_GOAL OF THE EXERCISE_
Find the line containing "as in (88,179).", then output it and every line after it through the end of the listing below, exactly as written.

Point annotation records
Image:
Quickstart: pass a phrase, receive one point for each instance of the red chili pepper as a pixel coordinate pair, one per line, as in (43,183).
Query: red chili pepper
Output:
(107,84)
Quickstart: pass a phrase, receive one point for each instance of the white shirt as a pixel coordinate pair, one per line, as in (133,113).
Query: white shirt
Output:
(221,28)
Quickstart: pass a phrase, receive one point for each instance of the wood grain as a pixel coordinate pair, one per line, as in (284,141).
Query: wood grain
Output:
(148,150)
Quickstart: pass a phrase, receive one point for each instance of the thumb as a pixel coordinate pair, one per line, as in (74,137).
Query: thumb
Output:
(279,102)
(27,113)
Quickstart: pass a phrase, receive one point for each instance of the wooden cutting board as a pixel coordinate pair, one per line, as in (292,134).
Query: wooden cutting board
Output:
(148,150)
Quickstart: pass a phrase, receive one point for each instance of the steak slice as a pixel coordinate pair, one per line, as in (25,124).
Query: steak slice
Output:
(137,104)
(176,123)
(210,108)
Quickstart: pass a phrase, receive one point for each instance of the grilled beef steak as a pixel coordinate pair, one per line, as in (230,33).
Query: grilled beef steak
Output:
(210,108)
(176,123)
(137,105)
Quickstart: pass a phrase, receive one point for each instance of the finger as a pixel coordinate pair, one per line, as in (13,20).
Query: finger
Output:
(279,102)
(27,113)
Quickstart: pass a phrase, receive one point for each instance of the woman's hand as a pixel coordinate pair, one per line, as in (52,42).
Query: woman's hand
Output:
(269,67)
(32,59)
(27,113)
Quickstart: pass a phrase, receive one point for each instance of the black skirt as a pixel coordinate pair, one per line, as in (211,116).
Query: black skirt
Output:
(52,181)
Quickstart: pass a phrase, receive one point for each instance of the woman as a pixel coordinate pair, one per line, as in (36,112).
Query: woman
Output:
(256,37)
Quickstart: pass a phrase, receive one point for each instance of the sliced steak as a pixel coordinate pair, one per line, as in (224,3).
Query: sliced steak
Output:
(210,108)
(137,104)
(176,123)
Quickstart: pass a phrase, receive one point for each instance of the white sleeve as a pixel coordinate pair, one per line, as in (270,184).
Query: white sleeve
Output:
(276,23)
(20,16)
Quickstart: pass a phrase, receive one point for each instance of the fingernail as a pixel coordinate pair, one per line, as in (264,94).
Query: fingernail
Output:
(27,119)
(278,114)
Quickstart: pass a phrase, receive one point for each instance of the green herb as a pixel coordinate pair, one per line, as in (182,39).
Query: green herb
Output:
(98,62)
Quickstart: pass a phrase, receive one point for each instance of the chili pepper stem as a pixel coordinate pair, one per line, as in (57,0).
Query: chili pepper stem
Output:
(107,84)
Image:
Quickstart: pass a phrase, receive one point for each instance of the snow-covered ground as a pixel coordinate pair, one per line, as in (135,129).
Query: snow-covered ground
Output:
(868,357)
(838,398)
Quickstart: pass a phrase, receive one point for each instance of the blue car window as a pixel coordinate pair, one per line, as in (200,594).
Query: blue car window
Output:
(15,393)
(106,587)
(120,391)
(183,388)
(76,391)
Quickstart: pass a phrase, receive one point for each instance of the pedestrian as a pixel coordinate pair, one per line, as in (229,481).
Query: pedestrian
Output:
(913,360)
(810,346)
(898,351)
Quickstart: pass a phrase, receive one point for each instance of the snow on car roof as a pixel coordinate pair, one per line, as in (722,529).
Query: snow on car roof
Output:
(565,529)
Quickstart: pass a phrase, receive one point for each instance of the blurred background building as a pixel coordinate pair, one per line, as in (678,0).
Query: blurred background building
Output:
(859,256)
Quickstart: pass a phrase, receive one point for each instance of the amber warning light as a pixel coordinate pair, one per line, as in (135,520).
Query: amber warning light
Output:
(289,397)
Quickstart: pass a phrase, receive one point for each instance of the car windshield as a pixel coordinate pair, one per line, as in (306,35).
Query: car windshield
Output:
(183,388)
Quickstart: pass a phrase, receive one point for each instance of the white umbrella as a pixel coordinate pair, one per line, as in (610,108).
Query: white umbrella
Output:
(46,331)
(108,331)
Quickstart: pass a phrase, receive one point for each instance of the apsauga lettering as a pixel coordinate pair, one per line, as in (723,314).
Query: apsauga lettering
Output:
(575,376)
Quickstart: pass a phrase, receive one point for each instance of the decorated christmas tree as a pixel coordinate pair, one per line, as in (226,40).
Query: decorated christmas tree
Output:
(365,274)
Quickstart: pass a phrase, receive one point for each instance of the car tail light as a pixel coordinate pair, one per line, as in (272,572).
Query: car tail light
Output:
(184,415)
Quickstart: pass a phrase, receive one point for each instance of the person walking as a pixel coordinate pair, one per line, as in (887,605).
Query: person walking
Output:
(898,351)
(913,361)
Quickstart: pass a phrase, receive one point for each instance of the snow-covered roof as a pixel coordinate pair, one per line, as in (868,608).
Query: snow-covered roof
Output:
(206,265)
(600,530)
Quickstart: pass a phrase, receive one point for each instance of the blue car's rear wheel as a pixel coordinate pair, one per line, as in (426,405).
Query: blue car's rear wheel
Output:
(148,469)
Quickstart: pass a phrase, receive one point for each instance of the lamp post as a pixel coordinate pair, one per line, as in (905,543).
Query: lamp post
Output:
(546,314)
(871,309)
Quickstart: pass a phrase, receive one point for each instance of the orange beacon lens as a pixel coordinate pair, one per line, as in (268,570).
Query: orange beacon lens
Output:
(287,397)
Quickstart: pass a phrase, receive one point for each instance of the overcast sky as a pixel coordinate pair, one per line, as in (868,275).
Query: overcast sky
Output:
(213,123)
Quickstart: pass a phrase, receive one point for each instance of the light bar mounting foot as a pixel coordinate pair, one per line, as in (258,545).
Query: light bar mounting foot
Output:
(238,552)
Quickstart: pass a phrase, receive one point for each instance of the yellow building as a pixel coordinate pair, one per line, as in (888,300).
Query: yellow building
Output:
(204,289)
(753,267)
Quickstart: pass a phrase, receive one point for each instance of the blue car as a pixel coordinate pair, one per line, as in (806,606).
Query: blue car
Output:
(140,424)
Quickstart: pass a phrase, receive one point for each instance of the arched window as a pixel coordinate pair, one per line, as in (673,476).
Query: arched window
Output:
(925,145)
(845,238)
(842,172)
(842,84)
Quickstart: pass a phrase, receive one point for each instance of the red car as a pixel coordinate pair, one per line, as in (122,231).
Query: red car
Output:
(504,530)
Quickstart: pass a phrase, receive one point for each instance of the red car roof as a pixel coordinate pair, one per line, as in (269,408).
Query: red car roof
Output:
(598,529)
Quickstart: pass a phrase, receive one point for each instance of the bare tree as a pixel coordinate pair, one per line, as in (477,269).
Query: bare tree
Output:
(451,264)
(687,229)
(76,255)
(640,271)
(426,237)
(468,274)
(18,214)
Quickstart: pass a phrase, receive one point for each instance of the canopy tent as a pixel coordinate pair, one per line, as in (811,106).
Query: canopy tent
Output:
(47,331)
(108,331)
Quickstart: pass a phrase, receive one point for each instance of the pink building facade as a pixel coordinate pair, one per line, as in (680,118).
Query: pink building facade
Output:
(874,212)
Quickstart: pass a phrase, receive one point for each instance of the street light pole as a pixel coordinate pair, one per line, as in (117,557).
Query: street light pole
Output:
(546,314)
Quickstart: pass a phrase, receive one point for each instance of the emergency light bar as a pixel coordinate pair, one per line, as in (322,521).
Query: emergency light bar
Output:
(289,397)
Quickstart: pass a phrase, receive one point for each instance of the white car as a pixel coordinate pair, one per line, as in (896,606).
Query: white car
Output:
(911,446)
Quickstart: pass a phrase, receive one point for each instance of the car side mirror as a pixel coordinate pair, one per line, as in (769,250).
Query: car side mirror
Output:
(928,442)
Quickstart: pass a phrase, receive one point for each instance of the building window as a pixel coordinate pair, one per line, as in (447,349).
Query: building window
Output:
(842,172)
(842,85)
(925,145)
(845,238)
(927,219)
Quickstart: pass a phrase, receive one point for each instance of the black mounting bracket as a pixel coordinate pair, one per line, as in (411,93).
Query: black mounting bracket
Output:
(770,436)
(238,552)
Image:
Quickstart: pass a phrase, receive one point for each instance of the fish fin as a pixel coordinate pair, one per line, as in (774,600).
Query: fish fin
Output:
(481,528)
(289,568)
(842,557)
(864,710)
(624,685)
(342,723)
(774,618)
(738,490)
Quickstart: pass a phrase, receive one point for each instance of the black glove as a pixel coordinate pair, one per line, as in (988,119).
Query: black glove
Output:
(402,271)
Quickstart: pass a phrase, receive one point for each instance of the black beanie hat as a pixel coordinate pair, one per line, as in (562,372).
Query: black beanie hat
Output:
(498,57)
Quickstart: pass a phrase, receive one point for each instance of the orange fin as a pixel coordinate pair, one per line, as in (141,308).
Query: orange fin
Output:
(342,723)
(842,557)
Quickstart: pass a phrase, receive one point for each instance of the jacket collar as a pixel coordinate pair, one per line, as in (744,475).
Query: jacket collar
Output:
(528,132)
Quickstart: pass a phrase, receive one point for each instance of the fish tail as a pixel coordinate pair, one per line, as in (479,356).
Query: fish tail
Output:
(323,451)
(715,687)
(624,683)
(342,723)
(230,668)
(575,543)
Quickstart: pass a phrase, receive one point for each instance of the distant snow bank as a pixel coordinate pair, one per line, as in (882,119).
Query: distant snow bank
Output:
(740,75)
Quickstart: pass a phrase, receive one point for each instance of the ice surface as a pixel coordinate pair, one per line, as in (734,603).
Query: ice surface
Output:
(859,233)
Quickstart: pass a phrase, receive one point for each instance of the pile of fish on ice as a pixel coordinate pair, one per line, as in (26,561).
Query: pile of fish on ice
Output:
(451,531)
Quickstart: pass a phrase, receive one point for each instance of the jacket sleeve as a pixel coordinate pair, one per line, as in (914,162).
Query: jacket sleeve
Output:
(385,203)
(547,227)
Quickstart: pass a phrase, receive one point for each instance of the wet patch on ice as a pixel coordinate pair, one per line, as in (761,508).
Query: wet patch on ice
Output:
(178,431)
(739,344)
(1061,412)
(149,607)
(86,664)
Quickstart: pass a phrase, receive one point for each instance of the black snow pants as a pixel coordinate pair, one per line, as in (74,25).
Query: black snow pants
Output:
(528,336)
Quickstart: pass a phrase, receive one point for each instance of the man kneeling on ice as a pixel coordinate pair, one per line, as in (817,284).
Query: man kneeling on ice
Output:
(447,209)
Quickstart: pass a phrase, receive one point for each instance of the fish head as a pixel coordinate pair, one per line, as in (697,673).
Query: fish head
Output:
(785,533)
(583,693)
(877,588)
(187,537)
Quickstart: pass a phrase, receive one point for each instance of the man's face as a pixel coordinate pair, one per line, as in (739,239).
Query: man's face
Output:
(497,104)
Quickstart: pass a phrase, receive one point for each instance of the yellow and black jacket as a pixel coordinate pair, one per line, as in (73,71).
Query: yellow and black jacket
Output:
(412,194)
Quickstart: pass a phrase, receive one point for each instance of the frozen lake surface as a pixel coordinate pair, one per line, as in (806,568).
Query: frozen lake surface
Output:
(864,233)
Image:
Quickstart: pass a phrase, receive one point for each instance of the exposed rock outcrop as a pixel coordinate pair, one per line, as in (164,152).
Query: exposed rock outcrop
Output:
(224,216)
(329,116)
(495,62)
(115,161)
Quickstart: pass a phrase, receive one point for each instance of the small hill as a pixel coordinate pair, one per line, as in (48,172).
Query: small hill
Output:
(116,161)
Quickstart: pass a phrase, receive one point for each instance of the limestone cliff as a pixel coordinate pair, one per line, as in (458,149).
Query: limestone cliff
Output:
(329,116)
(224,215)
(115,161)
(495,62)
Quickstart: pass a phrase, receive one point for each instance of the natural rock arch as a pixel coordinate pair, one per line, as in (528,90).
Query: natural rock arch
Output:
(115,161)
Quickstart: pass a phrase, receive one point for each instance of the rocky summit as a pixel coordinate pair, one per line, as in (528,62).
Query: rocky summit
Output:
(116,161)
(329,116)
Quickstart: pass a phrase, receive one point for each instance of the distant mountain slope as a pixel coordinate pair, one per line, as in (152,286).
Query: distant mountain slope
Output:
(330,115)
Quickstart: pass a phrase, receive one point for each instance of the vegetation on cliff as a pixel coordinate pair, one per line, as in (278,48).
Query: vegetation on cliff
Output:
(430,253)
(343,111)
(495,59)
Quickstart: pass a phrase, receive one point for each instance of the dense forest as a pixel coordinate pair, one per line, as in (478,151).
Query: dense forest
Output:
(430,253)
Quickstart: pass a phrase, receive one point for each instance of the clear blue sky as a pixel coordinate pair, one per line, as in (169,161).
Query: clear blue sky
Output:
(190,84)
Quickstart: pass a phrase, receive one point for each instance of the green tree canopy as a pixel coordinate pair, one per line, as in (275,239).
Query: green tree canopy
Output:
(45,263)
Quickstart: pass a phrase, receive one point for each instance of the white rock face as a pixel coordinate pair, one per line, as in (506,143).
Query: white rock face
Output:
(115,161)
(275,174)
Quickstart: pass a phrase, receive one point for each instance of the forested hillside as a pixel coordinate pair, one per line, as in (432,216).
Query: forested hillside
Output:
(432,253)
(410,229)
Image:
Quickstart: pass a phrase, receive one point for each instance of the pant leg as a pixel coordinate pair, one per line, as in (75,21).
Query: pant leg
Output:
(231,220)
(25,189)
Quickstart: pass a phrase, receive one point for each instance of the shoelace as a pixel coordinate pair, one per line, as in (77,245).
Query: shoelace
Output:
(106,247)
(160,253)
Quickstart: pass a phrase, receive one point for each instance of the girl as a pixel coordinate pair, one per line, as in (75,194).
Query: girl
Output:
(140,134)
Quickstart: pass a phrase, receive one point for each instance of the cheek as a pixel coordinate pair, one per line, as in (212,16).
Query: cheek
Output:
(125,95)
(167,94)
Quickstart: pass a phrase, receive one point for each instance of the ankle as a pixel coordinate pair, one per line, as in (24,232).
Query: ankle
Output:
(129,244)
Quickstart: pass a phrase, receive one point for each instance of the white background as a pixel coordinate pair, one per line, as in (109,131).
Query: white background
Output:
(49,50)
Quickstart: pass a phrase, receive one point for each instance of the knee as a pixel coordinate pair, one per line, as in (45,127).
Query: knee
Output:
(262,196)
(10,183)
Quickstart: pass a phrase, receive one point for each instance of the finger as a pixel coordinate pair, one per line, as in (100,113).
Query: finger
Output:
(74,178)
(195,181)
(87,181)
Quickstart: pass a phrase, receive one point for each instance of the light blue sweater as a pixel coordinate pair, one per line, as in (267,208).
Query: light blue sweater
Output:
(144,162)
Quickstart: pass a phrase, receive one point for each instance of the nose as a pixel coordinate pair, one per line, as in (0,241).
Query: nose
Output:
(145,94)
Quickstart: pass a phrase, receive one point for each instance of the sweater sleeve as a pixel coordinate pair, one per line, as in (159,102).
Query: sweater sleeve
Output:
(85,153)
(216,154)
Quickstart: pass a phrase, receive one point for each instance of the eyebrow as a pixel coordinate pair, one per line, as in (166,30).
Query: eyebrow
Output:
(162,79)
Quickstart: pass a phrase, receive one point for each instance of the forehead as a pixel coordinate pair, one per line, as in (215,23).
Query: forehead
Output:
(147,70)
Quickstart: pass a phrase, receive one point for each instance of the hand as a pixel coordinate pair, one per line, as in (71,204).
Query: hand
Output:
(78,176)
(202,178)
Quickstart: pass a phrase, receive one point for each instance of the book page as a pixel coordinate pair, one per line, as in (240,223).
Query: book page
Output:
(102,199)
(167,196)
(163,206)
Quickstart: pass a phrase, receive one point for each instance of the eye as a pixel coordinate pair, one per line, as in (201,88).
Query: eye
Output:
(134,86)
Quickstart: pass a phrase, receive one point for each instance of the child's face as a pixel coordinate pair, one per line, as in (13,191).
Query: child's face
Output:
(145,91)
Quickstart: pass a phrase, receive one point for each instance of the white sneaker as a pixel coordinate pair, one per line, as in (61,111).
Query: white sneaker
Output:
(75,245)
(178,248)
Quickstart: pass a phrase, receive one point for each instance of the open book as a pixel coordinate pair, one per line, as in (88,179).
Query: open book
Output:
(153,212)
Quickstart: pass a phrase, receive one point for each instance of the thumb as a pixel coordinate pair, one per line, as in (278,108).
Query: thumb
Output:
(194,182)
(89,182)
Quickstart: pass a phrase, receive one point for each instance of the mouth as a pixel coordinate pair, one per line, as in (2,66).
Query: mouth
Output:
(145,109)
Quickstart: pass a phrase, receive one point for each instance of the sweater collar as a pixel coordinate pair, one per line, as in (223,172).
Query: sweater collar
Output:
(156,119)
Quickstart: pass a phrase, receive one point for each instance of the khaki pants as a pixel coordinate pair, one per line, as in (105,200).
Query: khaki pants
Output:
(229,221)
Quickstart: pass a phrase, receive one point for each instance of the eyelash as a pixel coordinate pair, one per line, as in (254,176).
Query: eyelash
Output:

_EXERCISE OUTPUT_
Quickstart: pass a phrase, receive one point for each instance of the open book as a pixel coordinate pair, one per line, as in (88,179).
Query: open book
Output:
(153,212)
Quickstart: pass a phrase, receive one point for each instance of the thumb as a pixel coordinate pair, one per line, as in (278,108).
Query: thumb
Output:
(194,182)
(89,182)
Quickstart: pass a phrase, receive one point for each instance of the mouth as a pixel coordinate pair, one per line, as in (2,66).
Query: mouth
Output:
(145,109)
Quickstart: pass a phrase, receive one point for each instance of the sweater collar as a pixel coordinate pair, one per line, as in (223,172).
Query: sweater collar
Output:
(156,119)
Quickstart: pass a phrase, receive one point for each instance of the khaki pants as a pixel coordinate pair, one per line, as in (105,200).
Query: khaki pants
Output:
(229,221)
Quickstart: pass a phrase, receive one point for each instance of the eyelash as a pixel coordinate pair, one per line, as in (254,176).
Query: eyelash
Output:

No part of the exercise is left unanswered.